◆ **Exercise aim**:
Copy out all the entries word for word.
****************
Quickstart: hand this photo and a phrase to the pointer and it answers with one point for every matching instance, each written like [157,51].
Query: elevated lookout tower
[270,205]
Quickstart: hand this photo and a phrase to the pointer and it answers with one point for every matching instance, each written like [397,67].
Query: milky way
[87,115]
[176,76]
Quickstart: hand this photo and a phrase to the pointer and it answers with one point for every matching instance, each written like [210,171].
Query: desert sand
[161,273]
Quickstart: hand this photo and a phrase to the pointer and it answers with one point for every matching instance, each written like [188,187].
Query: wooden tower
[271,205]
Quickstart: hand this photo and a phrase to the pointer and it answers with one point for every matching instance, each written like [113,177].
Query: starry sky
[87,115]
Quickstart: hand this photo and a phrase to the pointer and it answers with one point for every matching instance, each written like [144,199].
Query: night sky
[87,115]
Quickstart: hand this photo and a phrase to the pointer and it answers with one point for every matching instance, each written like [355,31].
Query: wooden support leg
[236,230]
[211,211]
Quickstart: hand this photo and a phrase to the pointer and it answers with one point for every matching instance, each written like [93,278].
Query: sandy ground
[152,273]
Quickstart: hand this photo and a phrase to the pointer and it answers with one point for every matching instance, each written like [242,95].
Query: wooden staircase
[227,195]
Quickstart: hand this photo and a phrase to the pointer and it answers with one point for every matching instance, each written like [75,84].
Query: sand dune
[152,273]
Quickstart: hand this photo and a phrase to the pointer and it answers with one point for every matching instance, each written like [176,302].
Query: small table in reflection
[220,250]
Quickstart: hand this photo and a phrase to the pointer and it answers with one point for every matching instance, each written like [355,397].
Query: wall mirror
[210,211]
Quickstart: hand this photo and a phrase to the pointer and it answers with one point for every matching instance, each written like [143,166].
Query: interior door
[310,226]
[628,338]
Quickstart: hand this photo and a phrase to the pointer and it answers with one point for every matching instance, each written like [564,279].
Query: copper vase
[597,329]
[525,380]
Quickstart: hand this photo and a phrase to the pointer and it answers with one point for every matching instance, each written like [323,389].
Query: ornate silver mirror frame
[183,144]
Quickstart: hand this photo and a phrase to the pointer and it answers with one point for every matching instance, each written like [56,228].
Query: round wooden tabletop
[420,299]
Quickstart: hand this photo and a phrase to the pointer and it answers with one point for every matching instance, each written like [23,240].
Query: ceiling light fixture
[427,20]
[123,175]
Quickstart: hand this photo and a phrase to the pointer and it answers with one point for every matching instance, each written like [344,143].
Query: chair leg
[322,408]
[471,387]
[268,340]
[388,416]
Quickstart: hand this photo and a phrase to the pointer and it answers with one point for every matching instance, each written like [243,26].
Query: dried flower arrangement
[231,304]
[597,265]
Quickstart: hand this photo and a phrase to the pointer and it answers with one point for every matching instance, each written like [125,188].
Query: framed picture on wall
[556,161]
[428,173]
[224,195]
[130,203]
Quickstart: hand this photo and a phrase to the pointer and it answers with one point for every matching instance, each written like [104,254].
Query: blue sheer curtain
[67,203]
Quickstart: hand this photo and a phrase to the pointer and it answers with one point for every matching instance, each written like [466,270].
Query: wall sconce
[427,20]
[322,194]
****************
◆ **Problem solution**:
Quickstart: hand this photo and a phrase to the pointer and it answers with one point for every matching instance, each written like [157,51].
Query: elevated lookout tower
[270,205]
Quickstart: hand this photo and a phrase to the pointer and it answers with one point for every matching instance, each written like [397,67].
Query: milky way
[87,115]
[176,76]
Quickstart: hand this photo and a phrase to the pointer and it answers with one point for every matching instance, each written like [210,171].
Query: desert sand
[161,273]
Quickstart: hand this photo and a phrase to the pointer and it answers with one point for every matching instance, each written like [188,187].
Query: wooden tower
[271,205]
Quickstart: hand this photo and a phrase to the pointer and it answers with one point for every matching instance, each written like [113,177].
Query: starry sky
[87,115]
Quickstart: hand this photo and a phrase to the pointer and it answers with one point for every matching instance, each written like [144,199].
Query: night sky
[87,115]
Quickstart: hand this photo and a phrase to the pointer and it answers with one point for every matching instance, each written like [355,31].
Query: wooden support leg
[236,230]
[211,211]
Quickstart: hand this photo and a phrase to the pointer and it answers with one point for every matching instance, each written like [93,278].
Query: sandy ground
[152,273]
Quickstart: hand this photo and a phrase to the pointer and it answers with one point for every matching instance, each written like [242,95].
Query: wooden staircase
[227,195]
Quickstart: hand this photo and a phrase to the pointer and it answers with one point for every matching instance, each written like [75,84].
Query: sand dune
[152,273]
Quickstart: hand this photo and a phrase to the pointer and it answers with one point for every matching instance, each written like [176,302].
Query: small table in reflection
[220,250]
Quickstart: hand this photo and a phrase to the pointer and it answers with one point for every matching instance, each written like [355,397].
Query: wall mirror
[210,211]
Quickstart: hand this photo and a phrase to the pointer and it answers with one point for every matching instance, each written like [143,166].
Query: interior door
[310,226]
[628,338]
Quickstart: hand this photo and a phrase to the pointer and it answers with one point for every matching instance, each written like [564,279].
Query: copper vase
[597,329]
[525,380]
Quickstart: hand this photo and a phrase to the pointer and it answers with one point for every matching instance, each written like [323,389].
Query: ornate silver mirror frame
[183,144]
Quickstart: hand this photo and a phrase to the pointer and it answers with one point for every matching instance, each written like [56,228].
Query: round wooden tabletop
[420,299]
Quickstart: hand this photo and a phrase to the pointer and it answers with one point for every matching instance, each written like [23,240].
Query: ceiling light fixture
[427,20]
[123,175]
Quickstart: hand this photo and a phrase to the pointer and it answers with one point for every matching instance, each written like [344,143].
Query: chair leg
[322,408]
[471,387]
[268,340]
[388,416]
Quickstart: hand this photo and a phrase to the pointer and it answers with one point for every matching instance, each written like [243,26].
Query: dried flower arrangement
[231,304]
[597,265]
Quickstart: hand this photo and a phrase to the pointer and it answers with one point for every matching instance, each written like [125,188].
Query: framed picture on wall
[556,161]
[428,173]
[224,195]
[130,203]
Quickstart: hand this photo and a phrase to the pointer and it answers with one point for every matching instance, each written like [104,254].
Query: blue sheer curtain
[67,203]
Quickstart: hand this photo and a phrase to the pointer and it answers with one point for every matching instance, each written like [466,270].
Query: wall sconce
[427,20]
[322,194]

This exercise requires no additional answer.